(SET TASK 1):
Locate each line of the records that contains the string "self" and copy those lines.

(DOCUMENT SECTION):

Richard Hennessy (; 1724 — 8 October 1800) was an Irish military officer and businessman, best known for founding the Hennessy cognac dynasty, which is today a luxury brand and one of the most prominent in the world. Hennessy was from County Cork, Ireland, and, due to his Jacobite political tendencies, went into exile in France, eventually serving in the French Army.

Biography

Background and early life
Richard Hennessy was born in 1724 to James Hennessy and Catherine Barrett at Ballymacmoy House, Killavullen, a small village on the Blackwater river, in County Cork, Ireland. His paternal family were of Gaelic Irish stock; the Hennessys were anciently of the Laighin and claimed descent from a junior branch of the O'Dempsey family. Specifically with Richard's family, his family were able to restore themselves to a level of prominence through his grandfather's marriage to a daughter of the Norman descended Sir Richard Nagle.

Growing up an Irish Catholic to a family of some ambition, in the aftermath of the Revolution of 1688, whereby Anglo-Protestant hegemony was operative in Ireland, the young Richard Hennessy at the age of 19 elected to leave the country for Bourbon France. Here he joined the Clare Regiment of the Irish Brigade in the French Army, serving as an officer. This was in the service of king Louis XV of France. Shortly after the Battle of Fontenoy in 1745 he became familiar with the Charente region, famous for its cognac production. Using money he had earned in his military career, he decided to become involved in cognac investment from afar, without much success initially.

Hennessy cognac production
Richard Hennessy and his cousin James Hennessy went to Ostend in Flanders in 1757 to learn how to trade. Upon returning to France in 1765 he decided to settle in the Charente area permanently with his wife Ellen Barrett (an aunt of the political philosopher Edmund Burke) and their son Jacques Hennessy (11 October 1765 – 22 April 1843). With the assistance of some of the banking houses in Paris, he and two business partners by the name of Connelly and Arthur began trading in cognac from his house.

(STORED RECORDS):
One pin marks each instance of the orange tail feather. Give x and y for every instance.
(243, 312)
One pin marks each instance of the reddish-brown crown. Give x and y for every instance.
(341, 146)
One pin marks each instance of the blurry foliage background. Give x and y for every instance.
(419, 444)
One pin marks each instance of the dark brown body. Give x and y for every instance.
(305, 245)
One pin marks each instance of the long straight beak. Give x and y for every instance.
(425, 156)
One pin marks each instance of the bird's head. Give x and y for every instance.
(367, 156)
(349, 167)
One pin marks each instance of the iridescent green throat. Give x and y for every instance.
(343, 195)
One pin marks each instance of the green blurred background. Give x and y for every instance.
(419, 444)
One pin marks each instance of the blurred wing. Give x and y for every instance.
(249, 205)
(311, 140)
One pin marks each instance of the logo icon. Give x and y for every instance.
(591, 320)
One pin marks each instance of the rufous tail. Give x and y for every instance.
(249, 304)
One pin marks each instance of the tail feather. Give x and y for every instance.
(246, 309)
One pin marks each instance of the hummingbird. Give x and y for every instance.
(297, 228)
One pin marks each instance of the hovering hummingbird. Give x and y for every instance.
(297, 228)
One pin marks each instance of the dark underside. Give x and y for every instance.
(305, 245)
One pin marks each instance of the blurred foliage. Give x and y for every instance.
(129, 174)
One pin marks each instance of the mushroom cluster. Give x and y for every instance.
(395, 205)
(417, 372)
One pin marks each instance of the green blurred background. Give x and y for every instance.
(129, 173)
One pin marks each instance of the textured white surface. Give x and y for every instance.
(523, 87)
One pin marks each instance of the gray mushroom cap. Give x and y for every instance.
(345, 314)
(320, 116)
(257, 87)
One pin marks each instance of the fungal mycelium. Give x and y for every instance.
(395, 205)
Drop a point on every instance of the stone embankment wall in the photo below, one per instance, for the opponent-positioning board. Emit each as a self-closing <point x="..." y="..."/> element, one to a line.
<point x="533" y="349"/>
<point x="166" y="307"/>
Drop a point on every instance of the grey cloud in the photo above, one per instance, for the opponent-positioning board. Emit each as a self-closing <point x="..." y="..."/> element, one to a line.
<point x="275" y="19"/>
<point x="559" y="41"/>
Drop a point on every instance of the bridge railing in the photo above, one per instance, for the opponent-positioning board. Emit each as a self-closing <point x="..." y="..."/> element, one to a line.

(SET TASK 2):
Output the passage of the Richard Hennessy biography from "Hennessy cognac production" down to "from his house.", word for word.

(FINAL RESULT 1):
Drop a point on every instance of the stone embankment wall in the photo below, one per instance, for the opponent-positioning board. Emit each as a self-closing <point x="..." y="..."/> element, one to a line.
Drop a point on every instance of the grey cloud in the photo above, one per instance, for the opponent-positioning board. Emit each as a self-closing <point x="..." y="..."/> element, one to a line.
Drop a point on every instance of the bridge railing in the photo above, one per instance, for the opponent-positioning board. Emit each as a self-closing <point x="..." y="..."/> element, one to a line.

(FINAL RESULT 2):
Hennessy cognac production
Richard Hennessy and his cousin James Hennessy went to Ostend in Flanders in 1757 to learn how to trade. Upon returning to France in 1765 he decided to settle in the Charente area permanently with his wife Ellen Barrett (an aunt of the political philosopher Edmund Burke) and their son Jacques Hennessy (11 October 1765 – 22 April 1843). With the assistance of some of the banking houses in Paris, he and two business partners by the name of Connelly and Arthur began trading in cognac from his house.